Document section:
The audio component 1110 is configured to output and/or input audio signals. For example, the audio component 1110 includes a Microphone (MIC) configured to receive external audio signals when the apparatus 1100 is in operating modes, such as a call mode, a recording mode, and a voice recognition mode. The received audio signals may further be stored in the memory 404 or transmitted via the communication component 1116. In some embodiments, the audio assembly 1110 further includes a speaker for outputting audio signals.
The I/O interface 1112 provides an interface between the processing component 1102 and peripheral interface modules, which may be keyboards, click wheels, buttons, etc. These buttons may include, but are not limited to: a home button, a volume button, a start button, and a lock button.

Dataset excerpts:
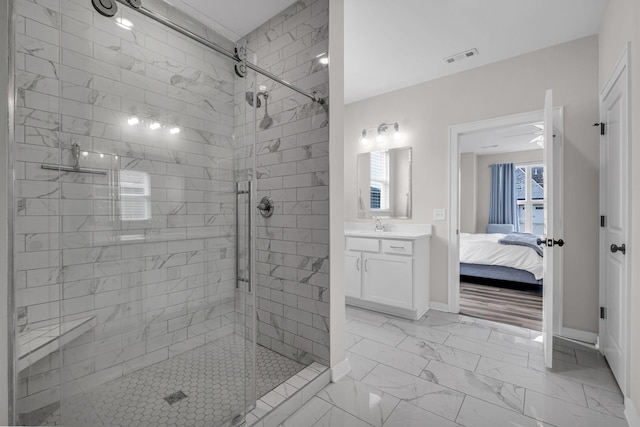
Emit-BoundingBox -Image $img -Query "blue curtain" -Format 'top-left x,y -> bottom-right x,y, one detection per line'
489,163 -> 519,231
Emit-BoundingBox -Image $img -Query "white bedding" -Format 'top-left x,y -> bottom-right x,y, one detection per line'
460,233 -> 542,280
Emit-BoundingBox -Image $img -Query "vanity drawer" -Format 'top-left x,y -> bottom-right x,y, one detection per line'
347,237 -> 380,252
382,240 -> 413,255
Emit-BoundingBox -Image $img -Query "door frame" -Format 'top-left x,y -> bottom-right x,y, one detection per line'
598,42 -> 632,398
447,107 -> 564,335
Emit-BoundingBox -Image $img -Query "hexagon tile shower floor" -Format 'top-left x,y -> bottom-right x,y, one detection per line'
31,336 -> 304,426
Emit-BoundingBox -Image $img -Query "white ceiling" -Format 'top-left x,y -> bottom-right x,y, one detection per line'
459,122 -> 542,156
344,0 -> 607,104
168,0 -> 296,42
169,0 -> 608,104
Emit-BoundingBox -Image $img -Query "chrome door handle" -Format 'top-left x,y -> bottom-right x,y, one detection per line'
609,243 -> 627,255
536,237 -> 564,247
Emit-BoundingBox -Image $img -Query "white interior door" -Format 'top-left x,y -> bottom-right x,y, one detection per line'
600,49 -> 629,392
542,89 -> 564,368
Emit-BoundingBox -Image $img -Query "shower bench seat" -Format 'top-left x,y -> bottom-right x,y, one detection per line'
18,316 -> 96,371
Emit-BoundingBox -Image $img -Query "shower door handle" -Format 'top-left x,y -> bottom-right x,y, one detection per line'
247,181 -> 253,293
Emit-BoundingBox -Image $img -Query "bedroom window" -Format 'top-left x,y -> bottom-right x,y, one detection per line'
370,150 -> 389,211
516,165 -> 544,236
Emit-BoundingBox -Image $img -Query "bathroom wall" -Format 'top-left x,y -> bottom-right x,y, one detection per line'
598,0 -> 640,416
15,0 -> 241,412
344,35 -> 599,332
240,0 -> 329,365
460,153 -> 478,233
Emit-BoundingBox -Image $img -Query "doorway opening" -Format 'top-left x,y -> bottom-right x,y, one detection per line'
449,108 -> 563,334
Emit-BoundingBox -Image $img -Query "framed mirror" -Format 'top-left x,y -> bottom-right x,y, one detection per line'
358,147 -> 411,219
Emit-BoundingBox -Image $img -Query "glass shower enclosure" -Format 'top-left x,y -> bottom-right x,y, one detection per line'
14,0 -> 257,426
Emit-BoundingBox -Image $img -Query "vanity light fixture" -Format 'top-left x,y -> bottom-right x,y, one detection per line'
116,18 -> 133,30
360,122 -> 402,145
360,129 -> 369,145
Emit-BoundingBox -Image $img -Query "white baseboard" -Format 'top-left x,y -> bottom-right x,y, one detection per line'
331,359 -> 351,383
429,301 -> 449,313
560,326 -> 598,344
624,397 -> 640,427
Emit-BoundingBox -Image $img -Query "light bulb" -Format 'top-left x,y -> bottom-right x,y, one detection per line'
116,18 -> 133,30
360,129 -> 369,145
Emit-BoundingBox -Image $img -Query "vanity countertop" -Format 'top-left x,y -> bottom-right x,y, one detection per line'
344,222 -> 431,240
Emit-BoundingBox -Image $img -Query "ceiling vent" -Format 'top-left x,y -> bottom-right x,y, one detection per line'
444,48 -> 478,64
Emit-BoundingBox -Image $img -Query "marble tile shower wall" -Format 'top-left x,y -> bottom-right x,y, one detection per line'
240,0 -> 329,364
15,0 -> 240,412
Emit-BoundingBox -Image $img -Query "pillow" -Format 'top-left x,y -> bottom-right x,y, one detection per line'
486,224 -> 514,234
...
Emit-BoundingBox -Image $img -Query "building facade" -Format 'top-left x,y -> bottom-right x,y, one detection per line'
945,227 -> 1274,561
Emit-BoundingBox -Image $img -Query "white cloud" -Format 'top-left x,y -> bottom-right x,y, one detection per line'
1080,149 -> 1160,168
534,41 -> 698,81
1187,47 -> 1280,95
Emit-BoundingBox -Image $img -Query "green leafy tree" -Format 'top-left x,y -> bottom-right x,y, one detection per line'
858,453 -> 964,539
--
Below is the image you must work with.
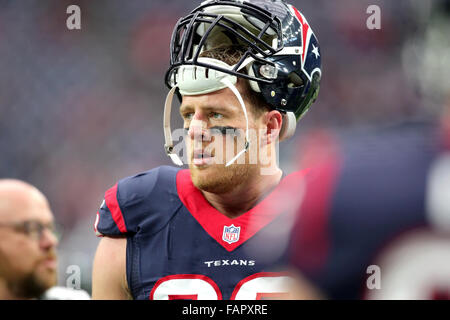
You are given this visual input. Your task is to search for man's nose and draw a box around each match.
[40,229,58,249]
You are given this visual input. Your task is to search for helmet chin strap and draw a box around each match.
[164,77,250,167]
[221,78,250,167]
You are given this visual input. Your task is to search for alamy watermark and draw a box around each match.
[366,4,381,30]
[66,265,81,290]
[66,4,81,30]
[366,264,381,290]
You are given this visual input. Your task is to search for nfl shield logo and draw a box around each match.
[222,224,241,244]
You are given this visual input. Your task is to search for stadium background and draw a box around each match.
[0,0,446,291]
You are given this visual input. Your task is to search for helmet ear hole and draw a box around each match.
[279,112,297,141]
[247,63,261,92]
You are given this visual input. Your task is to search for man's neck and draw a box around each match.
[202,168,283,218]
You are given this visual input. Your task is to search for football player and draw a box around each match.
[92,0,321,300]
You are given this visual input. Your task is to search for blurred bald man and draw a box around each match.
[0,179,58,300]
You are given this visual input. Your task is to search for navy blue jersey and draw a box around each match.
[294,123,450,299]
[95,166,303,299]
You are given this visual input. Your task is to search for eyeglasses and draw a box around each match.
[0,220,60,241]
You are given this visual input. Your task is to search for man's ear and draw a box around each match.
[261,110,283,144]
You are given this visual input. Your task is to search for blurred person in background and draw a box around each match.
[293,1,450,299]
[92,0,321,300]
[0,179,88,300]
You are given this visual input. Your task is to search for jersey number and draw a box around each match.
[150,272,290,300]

Task set:
(1) Please write out the stretch of the apparatus description from "The audio component 1110 is" through "outputting audio signals.".
(2) Extend the apparatus description of the audio component and I/O interface, picking up after its last sentence.

Responses to the tasks:
(1)
The audio component 1110 is configured to output and/or input audio signals. For example, the audio component 1110 includes a Microphone (MIC) configured to receive external audio signals when the apparatus 1100 is in operating modes, such as a call mode, a recording mode, and a voice recognition mode. The received audio signals may further be stored in the memory 404 or transmitted via the communication component 1116. In some embodiments, the audio assembly 1110 further includes a speaker for outputting audio signals.

(2)
The sensor assembly 1114 includes one or more sensors for providing various aspects of state assessment for the apparatus 1100. For example, the sensor assembly 1114 may detect an open/closed state of the device 1100, the relative positioning of components, such as a display and keypad of the apparatus 1100, the sensor assembly 1114 may also detect a change in position of the apparatus 1100 or a component of the apparatus 1100, the presence or absence of user contact with the apparatus 1100, an orientation or acceleration/deceleration of the apparatus 1100, and a change in temperature of the apparatus 1100. The sensor assembly 1114 may include a proximity sensor configured to detect the presence of a nearby object without any physical contact. The sensor assembly 1114 may also include a light sensor, such as a CMOS or CCD image sensor, for use in imaging applications. In some embodiments, the sensor assembly 1114 may also include an acceleration sensor, a gyroscope sensor, a magnetic sensor, a pressure sensor, or a temperature sensor.
The communication component 1116 is configured to facilitate wired or wireless communication between the apparatus 1100 and other devices. The apparatus 1100 may access a wireless network based on a communication standard, such as WiFi, an operator network (such as 2G, 3G, 4G, or 5G), or a combination thereof. In an exemplary embodiment, the communication component 416 receives broadcast signals or broadcast related information from an external broadcast management system via a broadcast channel. In an exemplary embodiment, the communication component 1116 also includes a Near Field Communication (NFC) module to facilitate short-range communications. For example, the NFC module may be implemented based on Radio Frequency Identification (RFID) technology, infrared data association (IrDA) technology, Ultra Wideband (UWB) technology, Bluetooth (BT) technology, and other technologies.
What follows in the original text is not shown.